>> begin RECORDED DATA

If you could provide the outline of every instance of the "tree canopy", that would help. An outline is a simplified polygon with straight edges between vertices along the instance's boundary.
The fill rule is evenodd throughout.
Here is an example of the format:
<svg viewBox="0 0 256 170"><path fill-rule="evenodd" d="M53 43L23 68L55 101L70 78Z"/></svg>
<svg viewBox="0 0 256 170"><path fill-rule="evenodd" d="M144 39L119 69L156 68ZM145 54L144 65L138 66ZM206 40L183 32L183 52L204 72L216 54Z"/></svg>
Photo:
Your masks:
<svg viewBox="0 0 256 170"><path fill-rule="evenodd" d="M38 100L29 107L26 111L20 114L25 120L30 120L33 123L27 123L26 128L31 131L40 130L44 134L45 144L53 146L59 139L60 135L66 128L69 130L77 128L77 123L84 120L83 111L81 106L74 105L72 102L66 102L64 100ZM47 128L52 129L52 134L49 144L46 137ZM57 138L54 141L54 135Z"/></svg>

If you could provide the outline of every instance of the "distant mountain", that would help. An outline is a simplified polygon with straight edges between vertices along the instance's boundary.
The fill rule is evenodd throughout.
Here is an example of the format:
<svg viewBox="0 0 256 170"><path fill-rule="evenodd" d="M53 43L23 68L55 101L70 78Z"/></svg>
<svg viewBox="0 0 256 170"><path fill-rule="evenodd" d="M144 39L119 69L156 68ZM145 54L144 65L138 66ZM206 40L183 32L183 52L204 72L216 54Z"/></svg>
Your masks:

>> end RECORDED DATA

Retype all of the data shown above, word for word.

If you could provide the outline of every instance of the "tree canopy", that would help. An outline is a simplified polygon with straight edges between vertices along the instance's boundary.
The fill rule is evenodd throughout.
Here is an example of the format:
<svg viewBox="0 0 256 170"><path fill-rule="evenodd" d="M53 43L23 68L55 101L70 78Z"/></svg>
<svg viewBox="0 0 256 170"><path fill-rule="evenodd" d="M144 39L119 69L156 68ZM145 54L144 65L138 66ZM206 40L183 32L183 52L204 72L216 54Z"/></svg>
Photo:
Your masks:
<svg viewBox="0 0 256 170"><path fill-rule="evenodd" d="M38 100L29 107L26 111L20 114L25 120L30 120L33 123L27 123L26 128L31 131L40 130L44 134L45 144L53 146L59 139L60 135L66 128L69 130L77 128L77 123L84 120L83 111L81 106L74 105L72 102L66 102L64 100ZM47 128L52 129L52 134L49 144L46 137ZM57 138L54 141L54 135Z"/></svg>

If you could provide the outline of every instance of the "distant mountain", that would help. An outline is a simplified polygon with straight edges between vertices along the instance's boundary.
The fill rule is evenodd throughout.
Here is an example of the format:
<svg viewBox="0 0 256 170"><path fill-rule="evenodd" d="M53 43L23 68L55 101L70 78Z"/></svg>
<svg viewBox="0 0 256 170"><path fill-rule="evenodd" d="M144 39L119 69L156 68ZM145 54L144 65L138 66ZM206 40L183 32L183 52L204 72L216 54Z"/></svg>
Your masks:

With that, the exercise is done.